DESCRIPTION OF THE TASK
All records below are to be repeated precisely, with nothing added.

────

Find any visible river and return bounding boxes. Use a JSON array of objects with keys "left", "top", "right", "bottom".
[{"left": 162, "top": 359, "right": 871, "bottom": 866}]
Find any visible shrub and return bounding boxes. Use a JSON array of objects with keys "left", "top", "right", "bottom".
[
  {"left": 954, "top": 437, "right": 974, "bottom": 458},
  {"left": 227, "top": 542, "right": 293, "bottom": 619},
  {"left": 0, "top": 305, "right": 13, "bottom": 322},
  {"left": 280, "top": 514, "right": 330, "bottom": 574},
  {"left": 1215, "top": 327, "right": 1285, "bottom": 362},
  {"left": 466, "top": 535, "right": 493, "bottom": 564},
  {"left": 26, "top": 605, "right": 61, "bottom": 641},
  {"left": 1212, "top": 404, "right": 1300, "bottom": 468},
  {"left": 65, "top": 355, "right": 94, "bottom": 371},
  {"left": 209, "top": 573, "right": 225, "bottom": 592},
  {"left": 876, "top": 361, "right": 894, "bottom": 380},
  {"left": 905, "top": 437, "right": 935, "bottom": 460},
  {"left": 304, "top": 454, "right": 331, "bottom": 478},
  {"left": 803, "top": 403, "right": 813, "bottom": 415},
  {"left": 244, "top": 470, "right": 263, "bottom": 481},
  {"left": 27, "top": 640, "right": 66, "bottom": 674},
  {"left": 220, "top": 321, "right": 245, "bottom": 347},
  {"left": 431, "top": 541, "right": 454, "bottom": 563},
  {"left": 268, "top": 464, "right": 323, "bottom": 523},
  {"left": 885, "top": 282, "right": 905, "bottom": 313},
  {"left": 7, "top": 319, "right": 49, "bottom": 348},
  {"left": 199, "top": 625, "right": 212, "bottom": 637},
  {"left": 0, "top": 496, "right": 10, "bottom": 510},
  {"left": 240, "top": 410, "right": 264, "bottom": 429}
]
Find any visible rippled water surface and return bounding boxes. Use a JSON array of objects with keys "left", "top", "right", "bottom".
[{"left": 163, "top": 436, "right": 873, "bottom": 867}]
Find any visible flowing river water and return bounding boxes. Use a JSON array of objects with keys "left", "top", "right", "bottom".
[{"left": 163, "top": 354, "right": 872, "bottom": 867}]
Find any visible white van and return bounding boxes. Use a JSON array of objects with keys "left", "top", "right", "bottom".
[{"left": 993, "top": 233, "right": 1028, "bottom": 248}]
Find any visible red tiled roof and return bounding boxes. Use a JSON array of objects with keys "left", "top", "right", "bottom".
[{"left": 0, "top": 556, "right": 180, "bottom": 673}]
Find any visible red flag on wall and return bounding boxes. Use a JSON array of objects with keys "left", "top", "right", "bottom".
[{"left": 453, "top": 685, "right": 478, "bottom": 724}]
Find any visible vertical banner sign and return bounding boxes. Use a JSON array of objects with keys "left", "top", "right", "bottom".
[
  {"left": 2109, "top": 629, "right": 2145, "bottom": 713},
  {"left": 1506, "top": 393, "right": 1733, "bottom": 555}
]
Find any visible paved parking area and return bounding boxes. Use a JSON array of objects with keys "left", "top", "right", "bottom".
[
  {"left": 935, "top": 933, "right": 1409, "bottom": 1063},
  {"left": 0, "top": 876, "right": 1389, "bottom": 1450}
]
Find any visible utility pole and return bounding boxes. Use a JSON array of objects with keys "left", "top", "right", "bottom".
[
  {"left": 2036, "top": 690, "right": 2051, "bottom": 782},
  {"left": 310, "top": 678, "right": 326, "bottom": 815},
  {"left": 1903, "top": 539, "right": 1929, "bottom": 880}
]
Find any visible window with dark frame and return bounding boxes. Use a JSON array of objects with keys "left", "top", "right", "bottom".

────

EXERCISE SOLUTION
Find any visible river and return bounding boxes. Use a JSON array of objects with keys "left", "top", "right", "bottom".
[{"left": 162, "top": 359, "right": 871, "bottom": 866}]
Find any visible shrub and return bounding boxes. Use a JSON array of objects with keys "left", "top", "right", "bottom".
[
  {"left": 954, "top": 437, "right": 974, "bottom": 458},
  {"left": 227, "top": 542, "right": 293, "bottom": 619},
  {"left": 0, "top": 305, "right": 13, "bottom": 322},
  {"left": 280, "top": 514, "right": 330, "bottom": 574},
  {"left": 1215, "top": 327, "right": 1285, "bottom": 362},
  {"left": 466, "top": 535, "right": 493, "bottom": 564},
  {"left": 26, "top": 605, "right": 61, "bottom": 641},
  {"left": 1212, "top": 404, "right": 1300, "bottom": 468},
  {"left": 65, "top": 355, "right": 94, "bottom": 371},
  {"left": 209, "top": 573, "right": 225, "bottom": 592},
  {"left": 876, "top": 361, "right": 894, "bottom": 380},
  {"left": 905, "top": 437, "right": 935, "bottom": 460},
  {"left": 304, "top": 454, "right": 331, "bottom": 478},
  {"left": 803, "top": 403, "right": 813, "bottom": 415},
  {"left": 244, "top": 470, "right": 263, "bottom": 481},
  {"left": 27, "top": 640, "right": 66, "bottom": 674},
  {"left": 220, "top": 321, "right": 245, "bottom": 347},
  {"left": 431, "top": 541, "right": 454, "bottom": 563},
  {"left": 268, "top": 464, "right": 323, "bottom": 523},
  {"left": 885, "top": 282, "right": 905, "bottom": 313},
  {"left": 7, "top": 319, "right": 49, "bottom": 348},
  {"left": 199, "top": 625, "right": 212, "bottom": 637},
  {"left": 0, "top": 496, "right": 10, "bottom": 510},
  {"left": 240, "top": 410, "right": 264, "bottom": 429}
]
Find any visible rippled water surface and return bounding boxes. Use a JSON array of objects with keys "left", "top", "right", "bottom".
[{"left": 163, "top": 436, "right": 873, "bottom": 867}]
Find any visible flowing river water and return bounding boxes. Use a JSON array of objects with keys "left", "top", "right", "bottom".
[{"left": 163, "top": 354, "right": 872, "bottom": 867}]
Find any visible white van and return bounding boxes. Use a JSON array of objects with keys "left", "top", "right", "bottom".
[{"left": 993, "top": 233, "right": 1028, "bottom": 248}]
Find any visible red tiled roof and return bounding boxes. Use a JSON array of objects with keys "left", "top", "right", "bottom".
[{"left": 0, "top": 556, "right": 180, "bottom": 673}]
Find any visible red flag on wall and return bounding boxes. Use a JSON array of objects with keys "left", "top", "right", "bottom".
[{"left": 453, "top": 685, "right": 478, "bottom": 724}]
Find any visible vertical banner sign and return bounding boxes. Use a JSON array of objects with keys "left", "top", "right", "bottom".
[
  {"left": 2109, "top": 629, "right": 2145, "bottom": 713},
  {"left": 1506, "top": 393, "right": 1733, "bottom": 555}
]
Find any visible paved parking area and return bounding boxes. Use a JSON array of objects with keys "left", "top", "right", "bottom".
[
  {"left": 935, "top": 933, "right": 1409, "bottom": 1063},
  {"left": 0, "top": 876, "right": 1389, "bottom": 1450}
]
Find any visible utility pole and return bounding boxes. Use a JSON array of objects with keys "left", "top", "right", "bottom".
[
  {"left": 2036, "top": 690, "right": 2051, "bottom": 782},
  {"left": 310, "top": 678, "right": 326, "bottom": 815},
  {"left": 1903, "top": 539, "right": 1929, "bottom": 880}
]
Find any visible window with dark frame and return bounding boxes. Use a JSON array of objects with keys "left", "top", "right", "bottom".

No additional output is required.